◆ GIVEN DATA:

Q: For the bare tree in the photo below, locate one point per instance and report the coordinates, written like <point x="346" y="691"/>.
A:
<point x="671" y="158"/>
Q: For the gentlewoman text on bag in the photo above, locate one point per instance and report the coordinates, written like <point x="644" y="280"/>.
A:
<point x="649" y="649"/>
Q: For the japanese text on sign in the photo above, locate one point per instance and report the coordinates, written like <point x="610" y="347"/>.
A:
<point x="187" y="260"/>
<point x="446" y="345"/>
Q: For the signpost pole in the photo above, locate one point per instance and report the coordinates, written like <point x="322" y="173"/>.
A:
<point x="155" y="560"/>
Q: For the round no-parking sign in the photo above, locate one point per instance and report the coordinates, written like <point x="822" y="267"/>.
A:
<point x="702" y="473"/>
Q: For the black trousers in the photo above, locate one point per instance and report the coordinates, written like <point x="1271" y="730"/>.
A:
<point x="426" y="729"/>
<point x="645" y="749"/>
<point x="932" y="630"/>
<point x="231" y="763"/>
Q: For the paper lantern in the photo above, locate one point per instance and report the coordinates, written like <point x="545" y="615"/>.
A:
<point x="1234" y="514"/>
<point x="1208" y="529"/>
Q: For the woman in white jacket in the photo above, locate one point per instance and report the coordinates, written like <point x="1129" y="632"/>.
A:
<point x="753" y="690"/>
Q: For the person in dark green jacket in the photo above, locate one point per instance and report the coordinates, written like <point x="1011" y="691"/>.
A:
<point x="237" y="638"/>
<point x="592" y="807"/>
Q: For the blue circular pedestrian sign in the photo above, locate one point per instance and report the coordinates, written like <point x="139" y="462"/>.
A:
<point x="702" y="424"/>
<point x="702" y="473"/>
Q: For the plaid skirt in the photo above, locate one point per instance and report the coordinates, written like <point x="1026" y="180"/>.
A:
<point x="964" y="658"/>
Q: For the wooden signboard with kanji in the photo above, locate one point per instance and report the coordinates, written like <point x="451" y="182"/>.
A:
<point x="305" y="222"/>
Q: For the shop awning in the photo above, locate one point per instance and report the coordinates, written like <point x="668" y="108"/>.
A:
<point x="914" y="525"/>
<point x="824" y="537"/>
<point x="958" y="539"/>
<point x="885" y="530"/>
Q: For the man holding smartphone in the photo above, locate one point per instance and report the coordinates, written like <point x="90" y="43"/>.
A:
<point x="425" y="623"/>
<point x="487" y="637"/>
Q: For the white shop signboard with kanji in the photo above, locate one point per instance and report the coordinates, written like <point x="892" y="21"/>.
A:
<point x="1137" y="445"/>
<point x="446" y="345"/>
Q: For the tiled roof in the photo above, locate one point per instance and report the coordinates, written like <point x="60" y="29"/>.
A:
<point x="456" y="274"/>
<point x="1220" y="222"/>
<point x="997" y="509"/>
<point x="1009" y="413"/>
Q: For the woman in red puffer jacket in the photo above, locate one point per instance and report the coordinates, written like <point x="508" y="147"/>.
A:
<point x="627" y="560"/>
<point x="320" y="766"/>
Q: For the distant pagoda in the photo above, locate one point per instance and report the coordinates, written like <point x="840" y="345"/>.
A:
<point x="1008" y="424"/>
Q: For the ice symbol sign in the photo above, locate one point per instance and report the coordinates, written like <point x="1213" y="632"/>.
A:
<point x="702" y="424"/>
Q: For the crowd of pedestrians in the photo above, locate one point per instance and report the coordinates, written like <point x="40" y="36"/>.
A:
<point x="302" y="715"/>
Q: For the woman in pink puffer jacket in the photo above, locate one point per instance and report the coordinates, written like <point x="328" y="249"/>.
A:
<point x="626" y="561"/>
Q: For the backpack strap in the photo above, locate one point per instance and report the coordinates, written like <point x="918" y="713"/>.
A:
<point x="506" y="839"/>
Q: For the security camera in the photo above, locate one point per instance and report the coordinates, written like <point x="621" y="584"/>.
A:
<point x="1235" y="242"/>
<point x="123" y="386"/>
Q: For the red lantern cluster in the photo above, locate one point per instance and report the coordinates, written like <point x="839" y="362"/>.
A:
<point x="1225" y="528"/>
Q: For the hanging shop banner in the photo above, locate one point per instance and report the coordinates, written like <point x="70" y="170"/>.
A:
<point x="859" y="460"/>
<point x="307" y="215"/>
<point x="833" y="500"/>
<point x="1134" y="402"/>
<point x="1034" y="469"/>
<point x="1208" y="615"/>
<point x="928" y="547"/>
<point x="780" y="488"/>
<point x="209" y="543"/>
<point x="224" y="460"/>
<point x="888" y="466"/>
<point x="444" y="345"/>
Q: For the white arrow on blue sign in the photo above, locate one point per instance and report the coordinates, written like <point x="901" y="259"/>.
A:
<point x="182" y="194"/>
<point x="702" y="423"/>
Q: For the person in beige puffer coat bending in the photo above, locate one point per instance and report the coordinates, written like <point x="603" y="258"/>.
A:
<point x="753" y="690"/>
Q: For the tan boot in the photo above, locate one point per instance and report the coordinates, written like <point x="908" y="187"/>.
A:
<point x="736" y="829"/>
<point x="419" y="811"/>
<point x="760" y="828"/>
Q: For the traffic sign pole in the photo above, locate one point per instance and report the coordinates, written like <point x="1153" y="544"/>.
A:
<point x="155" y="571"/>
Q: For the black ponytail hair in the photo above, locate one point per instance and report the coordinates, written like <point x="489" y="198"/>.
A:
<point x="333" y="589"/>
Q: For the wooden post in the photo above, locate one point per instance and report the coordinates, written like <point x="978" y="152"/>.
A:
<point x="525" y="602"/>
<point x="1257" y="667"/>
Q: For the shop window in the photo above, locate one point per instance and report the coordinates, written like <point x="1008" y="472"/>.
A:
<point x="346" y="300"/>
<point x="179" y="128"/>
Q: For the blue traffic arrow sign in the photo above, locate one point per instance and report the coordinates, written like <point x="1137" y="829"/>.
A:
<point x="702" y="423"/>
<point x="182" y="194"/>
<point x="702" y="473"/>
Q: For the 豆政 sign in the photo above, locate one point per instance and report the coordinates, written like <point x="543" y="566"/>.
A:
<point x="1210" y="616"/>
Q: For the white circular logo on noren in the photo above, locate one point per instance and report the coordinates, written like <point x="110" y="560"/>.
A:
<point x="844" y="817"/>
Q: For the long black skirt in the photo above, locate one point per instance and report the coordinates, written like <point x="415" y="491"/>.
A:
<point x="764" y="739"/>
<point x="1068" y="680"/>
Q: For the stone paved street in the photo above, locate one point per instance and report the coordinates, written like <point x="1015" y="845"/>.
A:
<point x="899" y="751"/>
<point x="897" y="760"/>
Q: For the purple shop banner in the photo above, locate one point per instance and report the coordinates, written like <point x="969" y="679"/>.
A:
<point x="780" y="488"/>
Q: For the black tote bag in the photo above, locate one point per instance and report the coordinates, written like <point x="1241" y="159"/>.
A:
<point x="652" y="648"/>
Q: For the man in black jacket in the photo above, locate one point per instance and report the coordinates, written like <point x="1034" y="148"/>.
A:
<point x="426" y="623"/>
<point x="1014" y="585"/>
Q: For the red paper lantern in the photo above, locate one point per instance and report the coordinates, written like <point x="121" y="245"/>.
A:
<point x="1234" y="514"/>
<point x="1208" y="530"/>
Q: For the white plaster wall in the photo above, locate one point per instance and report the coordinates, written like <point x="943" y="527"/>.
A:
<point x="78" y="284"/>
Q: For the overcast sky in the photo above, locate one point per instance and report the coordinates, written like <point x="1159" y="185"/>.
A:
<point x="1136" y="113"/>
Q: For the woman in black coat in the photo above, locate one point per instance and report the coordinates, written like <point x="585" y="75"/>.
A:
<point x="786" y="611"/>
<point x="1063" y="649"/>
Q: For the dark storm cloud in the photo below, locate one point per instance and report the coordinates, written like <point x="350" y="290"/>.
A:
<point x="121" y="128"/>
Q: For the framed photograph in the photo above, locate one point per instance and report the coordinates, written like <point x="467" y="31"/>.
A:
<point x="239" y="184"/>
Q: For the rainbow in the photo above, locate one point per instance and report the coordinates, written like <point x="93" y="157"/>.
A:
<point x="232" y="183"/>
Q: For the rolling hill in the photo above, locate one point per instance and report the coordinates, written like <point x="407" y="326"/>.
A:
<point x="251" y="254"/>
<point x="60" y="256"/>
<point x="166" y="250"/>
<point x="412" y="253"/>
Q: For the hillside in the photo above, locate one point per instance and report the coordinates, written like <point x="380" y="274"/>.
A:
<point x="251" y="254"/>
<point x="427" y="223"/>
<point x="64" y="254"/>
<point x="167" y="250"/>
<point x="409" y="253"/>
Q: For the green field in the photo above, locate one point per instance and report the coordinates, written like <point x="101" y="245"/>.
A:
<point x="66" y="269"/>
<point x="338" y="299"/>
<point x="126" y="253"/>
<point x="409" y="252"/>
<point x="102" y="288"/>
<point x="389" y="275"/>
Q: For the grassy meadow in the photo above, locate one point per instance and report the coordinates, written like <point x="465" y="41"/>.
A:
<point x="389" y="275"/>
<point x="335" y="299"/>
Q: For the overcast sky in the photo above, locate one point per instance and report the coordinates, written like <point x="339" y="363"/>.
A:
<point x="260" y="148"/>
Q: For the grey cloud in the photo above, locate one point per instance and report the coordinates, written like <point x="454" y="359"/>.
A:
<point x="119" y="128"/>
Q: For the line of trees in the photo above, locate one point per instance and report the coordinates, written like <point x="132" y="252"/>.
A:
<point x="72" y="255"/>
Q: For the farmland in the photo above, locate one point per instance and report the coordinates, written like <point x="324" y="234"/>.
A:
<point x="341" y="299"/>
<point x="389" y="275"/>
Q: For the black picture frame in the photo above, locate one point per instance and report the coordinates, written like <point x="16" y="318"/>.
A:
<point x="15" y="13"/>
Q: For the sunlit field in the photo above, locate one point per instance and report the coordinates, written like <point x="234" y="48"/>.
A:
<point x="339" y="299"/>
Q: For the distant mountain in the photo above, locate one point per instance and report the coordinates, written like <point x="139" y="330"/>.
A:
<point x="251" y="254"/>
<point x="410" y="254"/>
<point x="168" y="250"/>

◆ BRIEF:
Determine how many lines of the material include the string "kanji", and give only the resulting number.

◆ ANSWER TO THIS EXERCISE:
2